__Given instruction__. Extract exactly the range of lines bounded by the line containing "Objective — one marker per instance of the camera body" and the final line of the listing, both ends included, and no other lines.

__Dataset extract__.
------------------------
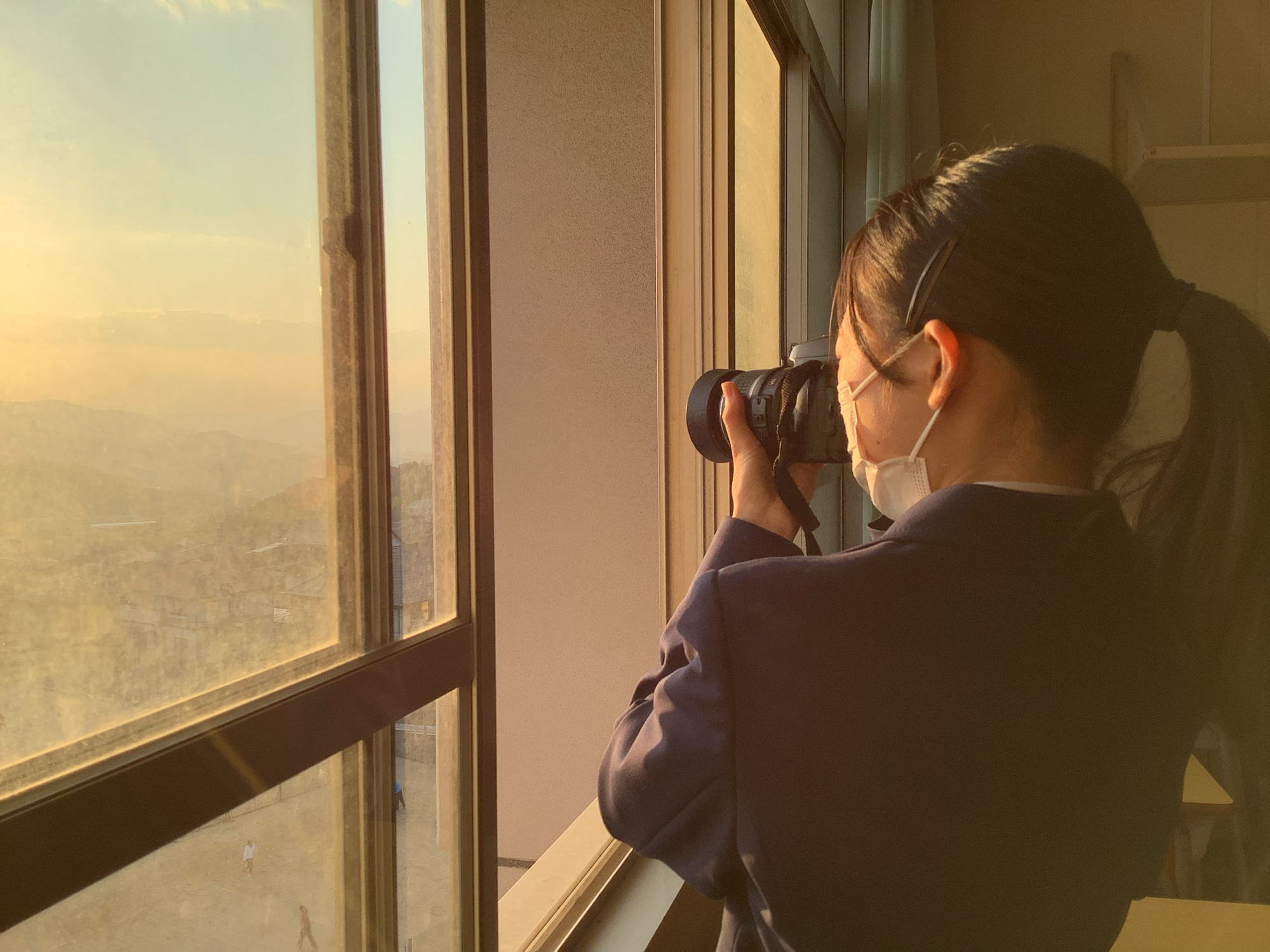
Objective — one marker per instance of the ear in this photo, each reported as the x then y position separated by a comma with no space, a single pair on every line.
948,371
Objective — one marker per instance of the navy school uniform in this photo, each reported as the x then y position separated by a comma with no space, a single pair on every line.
970,734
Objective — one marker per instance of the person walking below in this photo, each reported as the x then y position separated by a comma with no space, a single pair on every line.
307,930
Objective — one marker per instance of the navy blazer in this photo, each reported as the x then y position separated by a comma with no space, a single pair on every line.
970,734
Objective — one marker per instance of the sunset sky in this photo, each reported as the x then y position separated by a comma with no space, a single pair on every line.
159,157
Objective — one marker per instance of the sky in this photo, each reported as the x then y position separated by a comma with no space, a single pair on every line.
158,180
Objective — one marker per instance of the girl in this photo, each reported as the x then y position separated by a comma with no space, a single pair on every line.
971,733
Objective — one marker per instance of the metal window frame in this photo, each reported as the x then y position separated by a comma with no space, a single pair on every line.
62,836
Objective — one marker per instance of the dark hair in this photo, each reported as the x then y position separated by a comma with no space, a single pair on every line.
1055,265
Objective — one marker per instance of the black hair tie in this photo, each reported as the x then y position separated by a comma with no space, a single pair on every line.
1173,307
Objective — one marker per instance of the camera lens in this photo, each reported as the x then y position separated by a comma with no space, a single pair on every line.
705,416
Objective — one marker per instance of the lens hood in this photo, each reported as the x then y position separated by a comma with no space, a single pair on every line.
705,416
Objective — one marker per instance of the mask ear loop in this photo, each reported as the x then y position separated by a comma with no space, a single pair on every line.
921,440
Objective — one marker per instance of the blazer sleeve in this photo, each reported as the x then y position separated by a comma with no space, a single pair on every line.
666,781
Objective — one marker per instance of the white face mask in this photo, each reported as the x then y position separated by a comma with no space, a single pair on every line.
895,486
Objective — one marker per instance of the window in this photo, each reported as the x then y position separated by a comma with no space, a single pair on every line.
243,428
756,195
792,194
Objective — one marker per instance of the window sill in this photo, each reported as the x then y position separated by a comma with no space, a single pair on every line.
586,892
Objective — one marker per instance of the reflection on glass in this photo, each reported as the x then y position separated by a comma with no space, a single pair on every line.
415,224
425,784
261,878
756,195
164,524
825,237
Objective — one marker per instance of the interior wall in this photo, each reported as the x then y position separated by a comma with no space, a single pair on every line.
575,347
1041,70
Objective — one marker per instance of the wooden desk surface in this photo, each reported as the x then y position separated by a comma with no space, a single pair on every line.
1191,926
1202,793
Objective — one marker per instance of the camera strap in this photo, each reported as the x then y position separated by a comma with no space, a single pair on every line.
785,436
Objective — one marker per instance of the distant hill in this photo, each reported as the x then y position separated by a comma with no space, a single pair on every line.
69,494
152,453
410,435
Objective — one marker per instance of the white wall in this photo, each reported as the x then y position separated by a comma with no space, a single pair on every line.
576,482
1041,70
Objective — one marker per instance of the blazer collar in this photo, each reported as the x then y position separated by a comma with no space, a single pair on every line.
989,517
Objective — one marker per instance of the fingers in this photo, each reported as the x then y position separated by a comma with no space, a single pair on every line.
740,436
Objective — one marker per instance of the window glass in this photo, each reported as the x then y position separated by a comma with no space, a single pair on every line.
416,223
261,878
756,195
836,489
824,219
426,771
166,531
827,17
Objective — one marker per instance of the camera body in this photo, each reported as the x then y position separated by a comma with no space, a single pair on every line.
798,402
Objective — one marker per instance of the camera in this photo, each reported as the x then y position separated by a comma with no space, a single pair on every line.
793,409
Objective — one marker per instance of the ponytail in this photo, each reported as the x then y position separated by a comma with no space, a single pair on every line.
1205,515
1057,268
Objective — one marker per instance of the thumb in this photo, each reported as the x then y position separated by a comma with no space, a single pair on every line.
742,439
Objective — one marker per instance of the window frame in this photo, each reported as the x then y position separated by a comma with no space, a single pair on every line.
102,817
------------------------
__Exercise response__.
Objective — one marker per instance of the camera body in this photo, each reported as the x then y position separated by a comma with no space, a single pair on every line.
798,402
Objective — one marker per instance of the camera in this photo, each reported as the x then y position separated by a comma with no space, a single pair on every line.
793,409
Objective — one marker per instance of the ponytail in this photo, each reported as the x then y position separated by a comma with no space, a single pair on every line.
1205,515
1057,268
Objective — one marker per instance of the thumb in this photo, each reported as the x then y position separated by a comma with no space, a single pair on every line.
742,439
Objective — one marker per instance of the window frame in this photo, each reported as the x then y position separated by a comma with no space, a single pair on every line.
102,817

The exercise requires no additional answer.